Only the lines starting at the one that contains "For each instance of the grass" and running to the end should be repeated, exactly as written.

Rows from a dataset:
• • • •

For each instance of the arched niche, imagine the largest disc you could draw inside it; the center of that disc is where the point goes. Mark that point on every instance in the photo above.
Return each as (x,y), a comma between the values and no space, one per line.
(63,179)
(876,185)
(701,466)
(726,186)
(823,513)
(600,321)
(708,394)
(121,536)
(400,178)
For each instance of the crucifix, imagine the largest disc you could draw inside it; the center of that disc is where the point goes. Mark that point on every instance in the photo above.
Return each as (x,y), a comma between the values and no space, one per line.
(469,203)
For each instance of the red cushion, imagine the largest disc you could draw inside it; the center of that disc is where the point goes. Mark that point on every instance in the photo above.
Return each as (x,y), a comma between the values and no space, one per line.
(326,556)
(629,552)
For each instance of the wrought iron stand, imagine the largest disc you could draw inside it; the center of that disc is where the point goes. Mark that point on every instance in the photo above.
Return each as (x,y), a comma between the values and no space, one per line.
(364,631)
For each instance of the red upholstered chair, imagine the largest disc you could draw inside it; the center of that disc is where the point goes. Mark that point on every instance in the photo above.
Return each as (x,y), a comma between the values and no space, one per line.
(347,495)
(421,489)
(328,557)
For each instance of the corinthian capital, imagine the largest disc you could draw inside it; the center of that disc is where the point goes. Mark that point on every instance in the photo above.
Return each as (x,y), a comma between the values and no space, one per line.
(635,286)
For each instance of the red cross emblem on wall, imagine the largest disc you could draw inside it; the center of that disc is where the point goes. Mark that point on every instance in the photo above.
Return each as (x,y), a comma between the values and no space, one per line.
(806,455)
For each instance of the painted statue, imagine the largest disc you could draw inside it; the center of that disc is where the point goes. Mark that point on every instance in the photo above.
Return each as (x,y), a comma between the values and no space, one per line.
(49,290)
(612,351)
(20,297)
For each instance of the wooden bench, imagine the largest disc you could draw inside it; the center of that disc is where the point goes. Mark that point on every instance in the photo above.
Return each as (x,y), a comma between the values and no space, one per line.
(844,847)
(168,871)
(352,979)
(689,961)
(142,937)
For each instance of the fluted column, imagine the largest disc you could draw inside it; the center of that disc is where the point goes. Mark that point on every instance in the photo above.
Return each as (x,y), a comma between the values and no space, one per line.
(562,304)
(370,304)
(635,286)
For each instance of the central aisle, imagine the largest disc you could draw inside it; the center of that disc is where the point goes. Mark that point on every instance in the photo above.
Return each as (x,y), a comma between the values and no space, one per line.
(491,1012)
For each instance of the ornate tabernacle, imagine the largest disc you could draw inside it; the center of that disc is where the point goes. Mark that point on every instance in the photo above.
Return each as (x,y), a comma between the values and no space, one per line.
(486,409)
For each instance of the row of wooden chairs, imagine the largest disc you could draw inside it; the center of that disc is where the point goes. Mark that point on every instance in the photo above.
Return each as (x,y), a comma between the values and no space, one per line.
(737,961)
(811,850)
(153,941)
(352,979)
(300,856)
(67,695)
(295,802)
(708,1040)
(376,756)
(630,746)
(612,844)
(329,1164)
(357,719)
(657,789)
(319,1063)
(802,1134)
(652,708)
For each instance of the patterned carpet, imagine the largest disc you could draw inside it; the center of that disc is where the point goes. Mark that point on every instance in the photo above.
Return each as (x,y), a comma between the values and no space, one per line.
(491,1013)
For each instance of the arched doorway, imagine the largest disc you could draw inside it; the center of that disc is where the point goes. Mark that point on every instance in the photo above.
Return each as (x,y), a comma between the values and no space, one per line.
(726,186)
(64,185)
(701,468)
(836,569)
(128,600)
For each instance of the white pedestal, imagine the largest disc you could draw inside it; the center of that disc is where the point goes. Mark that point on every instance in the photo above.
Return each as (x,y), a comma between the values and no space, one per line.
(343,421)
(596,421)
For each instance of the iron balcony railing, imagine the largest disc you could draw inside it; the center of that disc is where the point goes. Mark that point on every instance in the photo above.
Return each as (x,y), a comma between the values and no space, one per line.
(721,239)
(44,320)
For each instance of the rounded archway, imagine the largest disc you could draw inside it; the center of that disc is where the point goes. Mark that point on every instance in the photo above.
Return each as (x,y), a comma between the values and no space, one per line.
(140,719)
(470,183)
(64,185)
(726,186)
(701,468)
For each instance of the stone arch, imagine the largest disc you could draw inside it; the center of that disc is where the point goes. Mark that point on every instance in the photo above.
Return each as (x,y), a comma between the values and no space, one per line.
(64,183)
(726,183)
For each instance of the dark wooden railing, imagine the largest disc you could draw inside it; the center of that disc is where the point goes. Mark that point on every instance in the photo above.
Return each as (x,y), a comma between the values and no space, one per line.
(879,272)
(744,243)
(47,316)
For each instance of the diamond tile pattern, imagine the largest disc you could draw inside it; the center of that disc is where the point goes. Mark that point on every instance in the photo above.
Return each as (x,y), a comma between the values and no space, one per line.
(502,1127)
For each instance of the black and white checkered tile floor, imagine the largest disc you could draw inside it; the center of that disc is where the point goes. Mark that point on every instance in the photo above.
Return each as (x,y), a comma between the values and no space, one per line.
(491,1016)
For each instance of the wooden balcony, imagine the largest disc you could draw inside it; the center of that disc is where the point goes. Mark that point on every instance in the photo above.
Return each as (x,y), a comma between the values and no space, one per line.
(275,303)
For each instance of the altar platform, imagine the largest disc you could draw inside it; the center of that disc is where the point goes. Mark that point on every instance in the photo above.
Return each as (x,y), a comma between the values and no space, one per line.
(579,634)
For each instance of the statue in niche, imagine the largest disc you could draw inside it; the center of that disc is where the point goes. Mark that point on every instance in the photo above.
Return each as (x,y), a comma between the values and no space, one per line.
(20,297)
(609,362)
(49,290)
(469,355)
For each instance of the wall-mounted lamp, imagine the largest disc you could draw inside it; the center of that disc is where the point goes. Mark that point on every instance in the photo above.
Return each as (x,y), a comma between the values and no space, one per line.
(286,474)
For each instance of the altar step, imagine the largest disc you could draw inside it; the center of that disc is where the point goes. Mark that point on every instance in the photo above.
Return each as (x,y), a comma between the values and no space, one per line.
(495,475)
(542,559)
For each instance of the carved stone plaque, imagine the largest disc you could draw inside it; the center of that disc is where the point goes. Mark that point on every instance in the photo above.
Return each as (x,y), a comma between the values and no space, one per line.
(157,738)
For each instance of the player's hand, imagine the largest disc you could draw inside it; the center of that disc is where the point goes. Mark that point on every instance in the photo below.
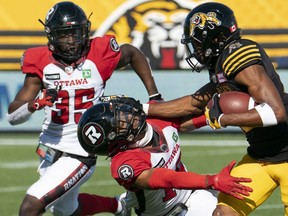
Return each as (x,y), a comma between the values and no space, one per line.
(228,184)
(156,98)
(47,98)
(131,101)
(214,113)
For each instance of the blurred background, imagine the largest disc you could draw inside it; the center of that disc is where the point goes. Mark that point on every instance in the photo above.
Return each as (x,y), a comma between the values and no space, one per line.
(153,26)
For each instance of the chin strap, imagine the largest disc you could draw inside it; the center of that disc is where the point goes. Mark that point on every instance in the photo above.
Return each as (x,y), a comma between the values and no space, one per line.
(145,140)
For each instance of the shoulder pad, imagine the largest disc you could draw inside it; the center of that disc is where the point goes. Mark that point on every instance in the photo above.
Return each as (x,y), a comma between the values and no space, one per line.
(238,55)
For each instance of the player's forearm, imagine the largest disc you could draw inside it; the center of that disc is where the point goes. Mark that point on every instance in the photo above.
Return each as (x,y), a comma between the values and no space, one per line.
(174,108)
(166,178)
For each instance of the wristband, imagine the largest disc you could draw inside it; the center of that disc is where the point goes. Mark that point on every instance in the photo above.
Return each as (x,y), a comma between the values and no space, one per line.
(20,115)
(199,121)
(154,95)
(145,108)
(267,114)
(219,120)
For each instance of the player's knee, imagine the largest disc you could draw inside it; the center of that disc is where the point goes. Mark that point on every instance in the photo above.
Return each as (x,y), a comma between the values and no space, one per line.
(31,206)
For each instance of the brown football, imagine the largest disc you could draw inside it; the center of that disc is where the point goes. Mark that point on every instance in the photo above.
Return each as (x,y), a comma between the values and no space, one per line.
(234,102)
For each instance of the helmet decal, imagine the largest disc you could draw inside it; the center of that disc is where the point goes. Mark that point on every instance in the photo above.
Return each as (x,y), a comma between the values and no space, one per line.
(201,20)
(93,133)
(50,12)
(114,45)
(125,172)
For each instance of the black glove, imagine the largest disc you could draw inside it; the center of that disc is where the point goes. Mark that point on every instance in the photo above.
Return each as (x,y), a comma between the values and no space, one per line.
(53,93)
(214,113)
(131,101)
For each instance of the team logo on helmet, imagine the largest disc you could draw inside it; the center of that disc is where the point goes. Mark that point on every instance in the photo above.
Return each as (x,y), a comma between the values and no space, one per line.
(154,26)
(201,20)
(125,172)
(114,45)
(93,134)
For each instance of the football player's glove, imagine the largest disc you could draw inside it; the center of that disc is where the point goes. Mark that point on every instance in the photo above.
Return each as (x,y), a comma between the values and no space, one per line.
(214,113)
(47,98)
(228,184)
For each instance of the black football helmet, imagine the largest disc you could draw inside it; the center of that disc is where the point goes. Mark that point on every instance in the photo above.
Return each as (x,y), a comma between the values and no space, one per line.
(208,28)
(109,127)
(67,29)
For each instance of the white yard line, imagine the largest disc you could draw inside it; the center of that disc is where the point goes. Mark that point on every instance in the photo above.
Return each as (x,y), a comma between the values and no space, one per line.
(184,142)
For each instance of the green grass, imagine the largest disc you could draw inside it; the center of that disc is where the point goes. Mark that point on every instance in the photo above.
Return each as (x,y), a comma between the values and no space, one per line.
(18,168)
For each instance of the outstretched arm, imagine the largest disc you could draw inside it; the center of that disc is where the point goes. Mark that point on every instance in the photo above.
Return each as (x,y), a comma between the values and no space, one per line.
(158,178)
(133,56)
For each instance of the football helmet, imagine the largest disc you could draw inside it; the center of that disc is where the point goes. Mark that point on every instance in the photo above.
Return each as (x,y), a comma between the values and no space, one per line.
(67,29)
(208,28)
(109,127)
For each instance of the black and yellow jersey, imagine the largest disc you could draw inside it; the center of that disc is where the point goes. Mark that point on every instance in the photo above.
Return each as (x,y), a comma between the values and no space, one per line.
(265,143)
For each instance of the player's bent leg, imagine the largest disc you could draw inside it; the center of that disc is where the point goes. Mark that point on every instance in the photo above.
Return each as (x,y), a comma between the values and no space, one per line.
(58,187)
(224,210)
(262,184)
(31,206)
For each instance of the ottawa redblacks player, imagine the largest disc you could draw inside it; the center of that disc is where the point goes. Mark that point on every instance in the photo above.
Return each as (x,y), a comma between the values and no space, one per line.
(213,40)
(146,161)
(71,72)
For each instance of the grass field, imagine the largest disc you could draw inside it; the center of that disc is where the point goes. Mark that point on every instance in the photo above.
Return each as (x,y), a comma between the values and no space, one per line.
(203,153)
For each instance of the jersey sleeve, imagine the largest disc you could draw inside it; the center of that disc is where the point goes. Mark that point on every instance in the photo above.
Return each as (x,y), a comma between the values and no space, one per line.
(105,53)
(126,166)
(238,56)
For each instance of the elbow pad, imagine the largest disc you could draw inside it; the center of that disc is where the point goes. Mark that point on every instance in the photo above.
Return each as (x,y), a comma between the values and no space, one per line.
(20,115)
(267,115)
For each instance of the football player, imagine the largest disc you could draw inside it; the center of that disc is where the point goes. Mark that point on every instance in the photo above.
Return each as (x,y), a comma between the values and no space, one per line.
(71,72)
(213,40)
(146,161)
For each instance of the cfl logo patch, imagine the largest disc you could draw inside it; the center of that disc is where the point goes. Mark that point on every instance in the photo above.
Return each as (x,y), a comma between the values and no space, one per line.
(93,133)
(125,172)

• • • •

TASK ANSWER:
For each instance of the grass field, imagine the largest disc you could draw inside it; the center of that disc is where the point goes. Mark that point on every instance in the photo above.
Return each as (x,y), a comma between the values and no space, one per line.
(203,153)
For each instance of the jersey sleeve, imagine the largest disc you could draw inside it; the center of that disc is where the point goes. Mark that point on every instance in the photo above.
Return each as (x,y), a comma between the values and no space, one per line.
(105,53)
(126,166)
(238,56)
For each instance of the elbow pad, imagine the largest disc you could draw inside it; the center of that disc is where the point goes. Mark that point on every instance in the photo above.
Return each as (x,y), a comma between the values and no space, one per line.
(20,115)
(267,115)
For each instance of the football player, imagine the largest disc you could draw inside it; the center of that disc is where the point goes. Mark that point on every instance in the photo above.
Return each as (x,y), a comma between the values and no space, one per line.
(71,72)
(213,40)
(146,161)
For each instance of the cfl logo patch, imagine the largest disc you could draw inside it; the center of that disc is where the point goes. Mark that point on every instance in the photo above.
Return each as (x,y), a comma between the values and no space, one per line.
(93,133)
(125,172)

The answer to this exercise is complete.